STATED TASK: Turn these lines into a numbered list, leaving out any blank lines.

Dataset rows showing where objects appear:
###

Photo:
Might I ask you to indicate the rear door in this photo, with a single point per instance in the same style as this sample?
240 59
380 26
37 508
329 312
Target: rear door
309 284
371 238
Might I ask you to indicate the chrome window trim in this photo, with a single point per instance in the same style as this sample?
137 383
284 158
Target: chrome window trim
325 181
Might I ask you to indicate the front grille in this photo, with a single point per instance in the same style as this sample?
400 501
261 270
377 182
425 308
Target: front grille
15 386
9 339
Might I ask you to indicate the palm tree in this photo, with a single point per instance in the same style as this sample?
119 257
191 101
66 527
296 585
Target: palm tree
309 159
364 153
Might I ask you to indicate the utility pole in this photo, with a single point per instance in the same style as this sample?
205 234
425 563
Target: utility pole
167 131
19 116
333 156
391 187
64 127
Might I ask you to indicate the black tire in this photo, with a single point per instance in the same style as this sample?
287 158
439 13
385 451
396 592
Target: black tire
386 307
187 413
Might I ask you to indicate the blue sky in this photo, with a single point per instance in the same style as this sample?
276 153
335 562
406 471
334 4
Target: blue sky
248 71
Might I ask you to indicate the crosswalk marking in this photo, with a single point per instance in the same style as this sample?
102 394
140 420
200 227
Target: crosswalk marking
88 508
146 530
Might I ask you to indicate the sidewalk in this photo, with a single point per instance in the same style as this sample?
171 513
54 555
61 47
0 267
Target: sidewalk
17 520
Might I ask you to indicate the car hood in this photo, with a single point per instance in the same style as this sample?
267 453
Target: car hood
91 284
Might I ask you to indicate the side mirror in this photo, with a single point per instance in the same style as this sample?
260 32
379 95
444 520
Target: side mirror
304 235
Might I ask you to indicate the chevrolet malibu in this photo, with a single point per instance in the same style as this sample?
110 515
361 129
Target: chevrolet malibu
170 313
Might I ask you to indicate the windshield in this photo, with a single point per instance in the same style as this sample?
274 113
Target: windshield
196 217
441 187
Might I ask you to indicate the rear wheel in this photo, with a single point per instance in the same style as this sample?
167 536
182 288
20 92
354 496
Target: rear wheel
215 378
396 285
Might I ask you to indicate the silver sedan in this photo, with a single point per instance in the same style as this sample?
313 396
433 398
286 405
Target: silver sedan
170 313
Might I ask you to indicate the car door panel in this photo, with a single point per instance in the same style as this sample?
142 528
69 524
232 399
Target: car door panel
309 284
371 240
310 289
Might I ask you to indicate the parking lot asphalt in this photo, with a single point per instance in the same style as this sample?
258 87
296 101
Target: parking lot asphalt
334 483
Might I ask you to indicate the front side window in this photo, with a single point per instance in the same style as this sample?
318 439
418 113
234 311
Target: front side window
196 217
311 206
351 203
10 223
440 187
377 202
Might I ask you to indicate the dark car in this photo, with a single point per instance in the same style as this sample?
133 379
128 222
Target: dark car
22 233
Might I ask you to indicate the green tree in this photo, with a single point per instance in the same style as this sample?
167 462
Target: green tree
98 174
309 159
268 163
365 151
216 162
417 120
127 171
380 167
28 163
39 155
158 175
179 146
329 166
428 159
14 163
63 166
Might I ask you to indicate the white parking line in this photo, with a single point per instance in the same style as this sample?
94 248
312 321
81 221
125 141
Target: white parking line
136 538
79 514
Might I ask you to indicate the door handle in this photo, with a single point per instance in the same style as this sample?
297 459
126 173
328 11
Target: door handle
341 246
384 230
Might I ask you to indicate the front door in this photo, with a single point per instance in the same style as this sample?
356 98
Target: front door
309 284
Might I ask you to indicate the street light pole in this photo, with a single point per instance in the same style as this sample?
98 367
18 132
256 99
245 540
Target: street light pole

###

TASK RESPONSE:
1. Photo:
2. Might I ask you to indicate the rear door in this photo, with a single point per instance in the same style as this sample?
3. 240 59
4. 380 26
5. 37 508
6. 329 312
7. Target: rear door
8. 309 284
9. 371 238
10. Might I ask you to indicate the chrome window trim in this photo, with a single point per instance in the same style as this sample?
11. 137 383
12. 284 158
13. Target: chrome window trim
14. 325 181
15. Might I ask you to indicate the front grille in this photo, with a single point per instance in the same style as this sample?
16. 400 501
17. 261 270
18. 377 182
19. 425 308
20. Target: front grille
21. 15 386
22. 9 339
23. Might I ask you to indicate the palm tree in this photo, with a single point per instance in the same style as this sample?
24. 119 257
25. 191 101
26. 66 527
27. 296 585
28. Target: palm tree
29. 309 159
30. 364 153
31. Might I ask you to indicate the utility pole in this photo, with a single point per instance in the same style as this sample?
32. 205 234
33. 425 563
34. Target: utility pole
35. 167 131
36. 19 116
37. 333 156
38. 391 187
39. 64 127
40. Might I ask you to indicate the black tire in this photo, with a single point per instance in the same style as this sample?
41. 287 158
42. 439 13
43. 385 451
44. 396 592
45. Target: black tire
46. 386 307
47. 187 413
48. Might I ask you to indicate the blue sky in this photo, with a single point per instance in the same style as this sample?
49. 276 153
50. 335 562
51. 406 471
52. 334 4
53. Target: blue sky
54. 248 71
55. Might I ask you to indicate the crosswalk marking in this photo, with a single point per instance in the same style as this sample?
56. 102 394
57. 140 420
58. 200 227
59. Target: crosswalk marking
60. 88 508
61. 146 530
62. Might I ask you to indicate the sidewalk in this photo, with a single point per instance in the same style as this sample?
63. 171 513
64. 54 555
65. 61 47
66. 0 267
67. Target: sidewalk
68. 17 520
69. Might I ask you to indicate the car hood in this photo, with a single point per instance in the same style as this sample?
70. 267 453
71. Target: car hood
72. 91 284
73. Might I ask you to indicate the side mirror in this photo, with a single point per instance in the same style as this sample?
74. 260 32
75. 379 95
76. 444 520
77. Target: side mirror
78. 304 235
79. Might I ask you to indicate the chevrolet malibu in this photo, with a single point per instance in the same style as this sample?
80. 110 515
81. 361 129
82. Target: chevrolet malibu
83. 170 313
84. Might I ask you to indicate the windshield in this photo, with a single point per instance in the same style as this sample?
85. 274 113
86. Target: windshield
87. 196 217
88. 441 187
89. Might I ask you to indicate the rear wheel in this photo, with a single point per instance in the same style as this sample?
90. 167 536
91. 182 288
92. 20 92
93. 354 496
94. Target: rear wheel
95. 215 378
96. 396 285
97. Might I ask you to indicate the silver sedan in this photo, with a single point per instance in the same style as this sample?
98. 313 396
99. 433 398
100. 286 405
101. Target: silver sedan
102. 170 313
103. Might I ask you to indicate the car door panel in this photo, with a single point per instance in the same style as this sample?
104. 142 528
105. 69 524
106. 232 399
107. Target: car door panel
108. 309 284
109. 371 240
110. 310 289
111. Might I ask you to indicate the parking lot asphalt in this photo, with a single point per instance in the same style as this sample?
112. 258 87
113. 296 101
114. Target: parking lot asphalt
115. 334 483
116. Might I ask you to indicate the front side window in this photo, with a single point per instance in the same style as this sample?
117. 318 439
118. 418 113
119. 234 311
120. Target: front side window
121. 196 217
122. 311 206
123. 351 203
124. 10 223
125. 440 187
126. 377 202
127. Might I ask you to indicate the dark car in this photo, with a single point per instance in the same style as this sample?
128. 133 379
129. 128 222
130. Target: dark car
131. 22 233
132. Might I ask you to indicate the green tree in this photo, with a single point per instance in the same style as this sample?
133. 167 462
134. Target: green tree
135. 98 174
136. 309 159
137. 268 163
138. 365 151
139. 216 162
140. 417 120
141. 127 171
142. 380 167
143. 28 163
144. 39 155
145. 158 175
146. 179 146
147. 329 166
148. 428 159
149. 14 163
150. 63 166
151. Might I ask you to indicate the white parking line in this photo, with a single point per instance in the same style as this sample?
152. 94 248
153. 312 321
154. 81 221
155. 125 141
156. Target: white parking line
157. 136 538
158. 79 514
159. Might I ask you to indicate the door handle in this photo, with a single point per instance in the same style as this sample?
160. 297 459
161. 126 173
162. 328 11
163. Target: door handle
164. 341 246
165. 384 230
166. Might I ask you to indicate the front door in this photo, with a single point per instance in the same style as this sample?
167. 356 98
168. Target: front door
169. 309 284
170. Might I ask you to indicate the street light pole in this photo, with a single point per instance in the same style as this sample?
171. 98 367
172. 18 132
173. 256 99
174. 245 540
175. Target: street light pole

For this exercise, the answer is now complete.